Task inputs:
_ _ _ _
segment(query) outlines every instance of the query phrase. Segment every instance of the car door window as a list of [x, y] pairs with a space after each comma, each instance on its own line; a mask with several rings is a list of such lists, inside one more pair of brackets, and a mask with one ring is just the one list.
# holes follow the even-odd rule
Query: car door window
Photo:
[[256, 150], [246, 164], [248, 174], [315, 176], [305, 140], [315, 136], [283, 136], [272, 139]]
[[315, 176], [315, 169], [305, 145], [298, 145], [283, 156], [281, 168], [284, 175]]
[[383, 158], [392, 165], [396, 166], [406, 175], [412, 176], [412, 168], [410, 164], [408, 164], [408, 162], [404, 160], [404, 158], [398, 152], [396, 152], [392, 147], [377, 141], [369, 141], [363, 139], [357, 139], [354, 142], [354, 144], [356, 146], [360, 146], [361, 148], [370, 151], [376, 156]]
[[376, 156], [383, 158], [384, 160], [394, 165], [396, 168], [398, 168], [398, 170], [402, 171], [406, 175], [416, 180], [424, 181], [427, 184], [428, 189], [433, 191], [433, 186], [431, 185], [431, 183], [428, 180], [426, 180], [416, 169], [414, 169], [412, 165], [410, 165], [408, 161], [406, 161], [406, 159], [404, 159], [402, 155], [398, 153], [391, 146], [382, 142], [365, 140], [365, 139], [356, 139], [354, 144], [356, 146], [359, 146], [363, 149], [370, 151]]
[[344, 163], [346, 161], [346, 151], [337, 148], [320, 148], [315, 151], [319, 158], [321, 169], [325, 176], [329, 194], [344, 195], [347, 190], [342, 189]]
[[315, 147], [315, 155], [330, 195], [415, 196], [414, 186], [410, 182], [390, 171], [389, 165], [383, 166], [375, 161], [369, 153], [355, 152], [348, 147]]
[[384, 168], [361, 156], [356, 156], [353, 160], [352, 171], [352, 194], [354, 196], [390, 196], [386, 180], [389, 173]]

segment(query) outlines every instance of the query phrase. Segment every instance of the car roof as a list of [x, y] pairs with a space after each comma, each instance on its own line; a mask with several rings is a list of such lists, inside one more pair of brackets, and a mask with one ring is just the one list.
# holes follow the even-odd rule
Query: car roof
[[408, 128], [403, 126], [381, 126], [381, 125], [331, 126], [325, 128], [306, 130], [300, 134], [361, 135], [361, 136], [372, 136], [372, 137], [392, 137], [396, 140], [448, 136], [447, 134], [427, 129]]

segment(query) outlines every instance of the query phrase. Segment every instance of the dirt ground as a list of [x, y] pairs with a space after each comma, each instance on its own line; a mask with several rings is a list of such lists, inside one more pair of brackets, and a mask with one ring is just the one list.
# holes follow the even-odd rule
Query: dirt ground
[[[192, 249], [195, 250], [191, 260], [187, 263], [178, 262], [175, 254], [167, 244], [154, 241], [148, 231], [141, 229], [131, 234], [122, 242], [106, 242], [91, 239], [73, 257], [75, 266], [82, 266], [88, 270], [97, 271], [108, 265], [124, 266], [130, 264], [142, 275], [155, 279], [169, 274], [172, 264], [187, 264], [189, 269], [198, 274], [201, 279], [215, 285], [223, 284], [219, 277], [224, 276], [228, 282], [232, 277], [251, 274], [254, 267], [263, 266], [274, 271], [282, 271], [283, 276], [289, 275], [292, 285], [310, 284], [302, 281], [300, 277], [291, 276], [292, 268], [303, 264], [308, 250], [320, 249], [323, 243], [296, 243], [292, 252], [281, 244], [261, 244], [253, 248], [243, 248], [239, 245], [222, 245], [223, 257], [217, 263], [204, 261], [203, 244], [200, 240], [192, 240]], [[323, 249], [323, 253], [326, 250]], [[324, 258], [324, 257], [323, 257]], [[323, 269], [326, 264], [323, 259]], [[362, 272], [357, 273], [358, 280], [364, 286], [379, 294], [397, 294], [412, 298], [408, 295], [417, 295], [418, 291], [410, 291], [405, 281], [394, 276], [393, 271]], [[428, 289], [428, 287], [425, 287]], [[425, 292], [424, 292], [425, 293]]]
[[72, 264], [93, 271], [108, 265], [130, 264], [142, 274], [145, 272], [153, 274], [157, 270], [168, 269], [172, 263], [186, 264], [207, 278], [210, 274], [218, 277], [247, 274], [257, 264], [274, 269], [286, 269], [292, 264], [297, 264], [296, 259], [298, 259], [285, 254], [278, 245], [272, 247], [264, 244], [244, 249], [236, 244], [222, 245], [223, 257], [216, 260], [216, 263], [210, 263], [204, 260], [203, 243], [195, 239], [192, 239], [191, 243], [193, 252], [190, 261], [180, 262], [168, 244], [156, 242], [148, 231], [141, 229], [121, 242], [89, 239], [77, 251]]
_ _ _ _
What is expected: Retype all the records, matching them exactly.

Exercise solution:
segment(query) outlines every instance of the query phrase. Segment every instance of the car door window as a list of [x, y] pairs with a space after each comma, each instance on its own line; a mask with several rings is a list of such lists, inside one more pair of brackets, and a mask with one ring is just the one list.
# holes follow the even-odd rule
Query: car door window
Photo:
[[256, 150], [246, 164], [248, 174], [315, 176], [305, 140], [315, 136], [283, 136], [272, 139]]
[[315, 176], [315, 169], [305, 145], [298, 145], [283, 156], [281, 168], [284, 175]]
[[383, 158], [392, 165], [396, 166], [406, 175], [412, 176], [412, 168], [410, 164], [408, 164], [408, 162], [404, 160], [404, 158], [398, 152], [396, 152], [392, 147], [377, 141], [369, 141], [363, 139], [357, 139], [354, 142], [354, 144], [356, 146], [360, 146], [361, 148], [370, 151], [376, 156]]
[[376, 156], [383, 158], [384, 160], [394, 165], [396, 168], [398, 168], [398, 170], [402, 171], [406, 175], [416, 180], [424, 181], [427, 184], [428, 189], [433, 191], [433, 186], [431, 185], [431, 183], [428, 180], [426, 180], [416, 169], [414, 169], [412, 165], [410, 165], [408, 161], [406, 161], [406, 159], [404, 159], [402, 155], [398, 153], [391, 146], [382, 142], [365, 140], [365, 139], [356, 139], [354, 144], [356, 146], [359, 146], [363, 149], [370, 151]]
[[344, 163], [346, 161], [346, 151], [337, 148], [320, 148], [315, 151], [319, 158], [321, 169], [325, 176], [329, 194], [344, 195], [347, 190], [342, 189]]
[[315, 147], [315, 155], [330, 195], [415, 196], [414, 186], [410, 182], [390, 171], [389, 165], [383, 166], [375, 161], [369, 153], [355, 152], [348, 147]]
[[384, 168], [361, 156], [356, 156], [353, 160], [352, 171], [352, 194], [354, 196], [390, 196], [386, 180], [389, 173]]

segment(query) outlines every instance of the query phrase. Segment every instance of the car roof as a list of [x, y] pairs with a space after each comma, each instance on its own line; a mask with several rings is a list of such lists, inside one more pair of brackets, and a mask with one ring is just the one list.
# holes follow the even-odd rule
Query: car roof
[[408, 128], [403, 126], [381, 126], [381, 125], [331, 126], [325, 128], [306, 130], [300, 134], [361, 135], [361, 136], [372, 136], [372, 137], [392, 137], [396, 140], [448, 136], [447, 134], [427, 129]]

segment(query) outlines every instance of the query phrase. Segment every instance of the dirt ground as a list of [x, y] pairs with a space after each comma, each instance on its own line; a mask with several rings is a list of such lists, inside one more pair of brackets, and a mask with one ring is just the one list.
# holes follow the even-odd rule
Query: dirt ground
[[[192, 249], [195, 250], [191, 260], [187, 263], [178, 262], [175, 254], [167, 244], [154, 241], [148, 231], [141, 229], [131, 234], [122, 242], [106, 242], [91, 239], [73, 257], [75, 266], [82, 266], [88, 270], [97, 271], [108, 265], [124, 266], [130, 264], [142, 275], [155, 279], [169, 274], [172, 264], [187, 264], [189, 269], [198, 274], [201, 279], [215, 285], [223, 284], [219, 277], [224, 276], [228, 282], [232, 277], [251, 274], [254, 267], [263, 266], [274, 271], [282, 271], [283, 276], [289, 275], [292, 285], [310, 284], [302, 281], [300, 277], [291, 276], [292, 268], [303, 264], [308, 250], [320, 249], [323, 243], [296, 243], [292, 252], [281, 244], [261, 244], [253, 248], [243, 248], [239, 245], [222, 245], [223, 257], [217, 263], [204, 261], [203, 244], [200, 240], [192, 240]], [[323, 249], [323, 253], [326, 250]], [[324, 258], [324, 257], [323, 257]], [[323, 269], [326, 264], [323, 259]], [[362, 272], [357, 273], [358, 280], [364, 286], [379, 294], [397, 294], [412, 298], [408, 295], [417, 295], [418, 291], [410, 291], [405, 281], [394, 276], [393, 271]], [[428, 289], [428, 287], [425, 287]], [[425, 292], [424, 292], [425, 293]]]
[[72, 264], [93, 271], [108, 265], [130, 264], [142, 274], [145, 272], [153, 274], [157, 270], [168, 269], [172, 263], [186, 264], [207, 278], [210, 274], [218, 277], [247, 274], [257, 264], [274, 269], [286, 269], [292, 264], [297, 264], [296, 259], [298, 259], [285, 254], [278, 245], [272, 247], [264, 244], [244, 249], [236, 244], [222, 245], [223, 257], [216, 260], [216, 263], [210, 263], [204, 260], [203, 243], [195, 239], [192, 239], [191, 243], [193, 252], [190, 261], [180, 262], [168, 244], [156, 242], [148, 231], [141, 229], [121, 242], [89, 239], [77, 251]]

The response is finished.